-- PROBLEM TO SOLVE --
The expected output is the line with "Target: chain link fence" followed by every remaining line of the entries, all repeated exactly.

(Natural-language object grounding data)

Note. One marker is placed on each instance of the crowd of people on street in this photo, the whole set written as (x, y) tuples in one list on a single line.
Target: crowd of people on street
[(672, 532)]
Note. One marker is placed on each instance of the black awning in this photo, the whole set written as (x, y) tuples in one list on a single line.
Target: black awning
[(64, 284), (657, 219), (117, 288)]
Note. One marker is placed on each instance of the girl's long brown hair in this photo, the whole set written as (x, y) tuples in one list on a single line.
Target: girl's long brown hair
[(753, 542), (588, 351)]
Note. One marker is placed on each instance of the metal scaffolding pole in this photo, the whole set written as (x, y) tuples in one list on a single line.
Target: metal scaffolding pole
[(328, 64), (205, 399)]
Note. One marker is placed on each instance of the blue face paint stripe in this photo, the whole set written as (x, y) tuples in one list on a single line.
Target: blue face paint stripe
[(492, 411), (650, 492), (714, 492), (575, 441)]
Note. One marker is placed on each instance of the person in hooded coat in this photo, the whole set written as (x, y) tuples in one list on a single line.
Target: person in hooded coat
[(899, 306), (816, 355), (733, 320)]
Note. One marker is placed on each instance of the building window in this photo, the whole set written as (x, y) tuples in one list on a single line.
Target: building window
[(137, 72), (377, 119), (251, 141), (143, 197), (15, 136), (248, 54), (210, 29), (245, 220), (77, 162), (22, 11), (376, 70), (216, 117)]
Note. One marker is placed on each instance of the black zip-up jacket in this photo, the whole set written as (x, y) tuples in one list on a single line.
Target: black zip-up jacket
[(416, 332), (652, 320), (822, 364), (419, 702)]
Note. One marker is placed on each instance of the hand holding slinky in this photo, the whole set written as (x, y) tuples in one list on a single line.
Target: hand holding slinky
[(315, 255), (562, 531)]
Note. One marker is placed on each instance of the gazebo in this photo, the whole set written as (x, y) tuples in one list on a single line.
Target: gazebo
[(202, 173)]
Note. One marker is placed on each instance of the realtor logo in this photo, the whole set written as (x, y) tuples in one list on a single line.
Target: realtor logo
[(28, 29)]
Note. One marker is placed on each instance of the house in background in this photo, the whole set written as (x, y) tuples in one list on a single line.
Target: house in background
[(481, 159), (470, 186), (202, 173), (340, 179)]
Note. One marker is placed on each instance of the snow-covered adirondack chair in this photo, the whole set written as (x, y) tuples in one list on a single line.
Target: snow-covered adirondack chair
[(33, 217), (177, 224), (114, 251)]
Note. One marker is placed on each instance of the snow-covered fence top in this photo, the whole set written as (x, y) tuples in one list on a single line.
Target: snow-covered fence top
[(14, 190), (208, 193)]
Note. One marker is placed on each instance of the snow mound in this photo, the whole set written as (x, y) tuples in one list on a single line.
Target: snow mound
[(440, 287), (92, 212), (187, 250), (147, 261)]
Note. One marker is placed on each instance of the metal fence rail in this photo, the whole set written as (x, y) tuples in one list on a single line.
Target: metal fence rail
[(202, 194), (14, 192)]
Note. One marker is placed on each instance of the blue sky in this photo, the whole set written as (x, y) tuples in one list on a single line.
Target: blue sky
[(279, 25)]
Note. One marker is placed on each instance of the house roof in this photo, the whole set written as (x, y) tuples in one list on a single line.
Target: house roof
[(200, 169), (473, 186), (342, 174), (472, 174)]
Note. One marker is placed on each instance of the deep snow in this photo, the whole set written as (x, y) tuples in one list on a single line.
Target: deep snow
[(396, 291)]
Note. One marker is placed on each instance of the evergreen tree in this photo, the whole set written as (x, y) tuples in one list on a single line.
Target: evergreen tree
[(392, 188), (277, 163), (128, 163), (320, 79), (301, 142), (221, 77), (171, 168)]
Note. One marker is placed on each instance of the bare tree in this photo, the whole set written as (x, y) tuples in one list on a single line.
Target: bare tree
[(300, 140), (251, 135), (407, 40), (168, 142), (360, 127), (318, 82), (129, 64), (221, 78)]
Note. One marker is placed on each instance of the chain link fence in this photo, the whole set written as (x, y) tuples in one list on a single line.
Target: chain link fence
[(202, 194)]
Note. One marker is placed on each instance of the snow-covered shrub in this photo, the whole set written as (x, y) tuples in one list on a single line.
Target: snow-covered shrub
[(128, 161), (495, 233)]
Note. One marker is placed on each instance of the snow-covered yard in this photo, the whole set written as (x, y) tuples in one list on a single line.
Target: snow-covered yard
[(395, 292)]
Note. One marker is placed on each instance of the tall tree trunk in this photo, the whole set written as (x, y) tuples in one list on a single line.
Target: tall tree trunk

-- EXERCISE RESULT --
Target: chain link fence
[(202, 194)]
Note. One marker is placed on each instance of the snow-covered shrub in this photo, the whole set written as (x, y) tuples in one list on a single line.
Target: snow-covered shrub
[(128, 161), (495, 233)]
Note. One marker is placed on each instance of the snow-covered yard in this photo, the whole set written as (x, y) tuples in one list on a single line.
Target: snow-covered yard
[(395, 292)]
Note. One marker is placed on each instance of the tall tree trunk in this photo, the whole set written as (x, y) tuples in one list on a single line.
Target: tall tree trunk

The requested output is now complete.